■ Exercise: In the piece on taxes for American expats in Canada, which additional tax is named as an obligation for a "covered" expatriate?

Canada’s proximity to the United States coupled with its political and economic stability has long made the country a logical choice for American expatriates. However, it isn’t uncommon for expats to consider a multitude of other factors and concerns before they even begin to turn their attention to taxes and their potential tax liability. Unfortunately this type of wait-and-see approach can have serious tax repercussions. At US Tax Help we believe that expats shouldn’t be at the mercy of a complex tax code. Therefore we provide straight-forward and reliable tax advice for all US expats including those living in Ottawa, Toronto, Vancouver and throughout Canada.
What tax rules should an American expat in Canada be aware of?
As a starting point, the tax payment and reporting obligations for US citizens and green holders is rather unique and the obligation is more expansive than just about any other nation’s on earth. That is, US citizens and green card holders are required to report and pay taxes on all worldwide sources of income. A “covered” expatriate, or an expatriate who meets certain requirements or characteristics, will have additional tax obligations including an exit tax. What this means is that income or assets earned or held by the expat in any foreign nation or jurisdiction is still subject to US tax. We can help expats living in Canada understand these tax reporting requirements along with the rules that can minimize, or eliminate, the financially burdensome double taxation.

■ Material:
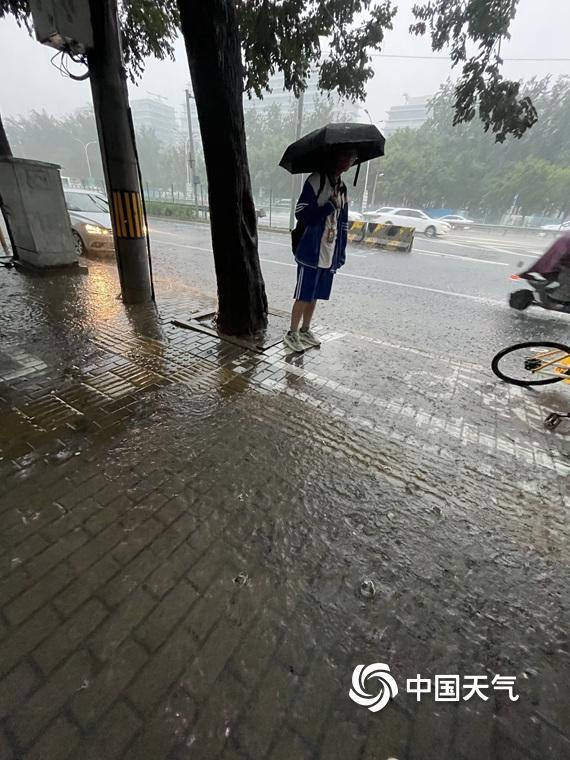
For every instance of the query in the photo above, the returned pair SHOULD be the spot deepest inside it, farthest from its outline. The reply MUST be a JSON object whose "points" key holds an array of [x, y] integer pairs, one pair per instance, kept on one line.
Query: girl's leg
{"points": [[308, 312], [297, 314]]}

■ Response to the exercise: An exit tax.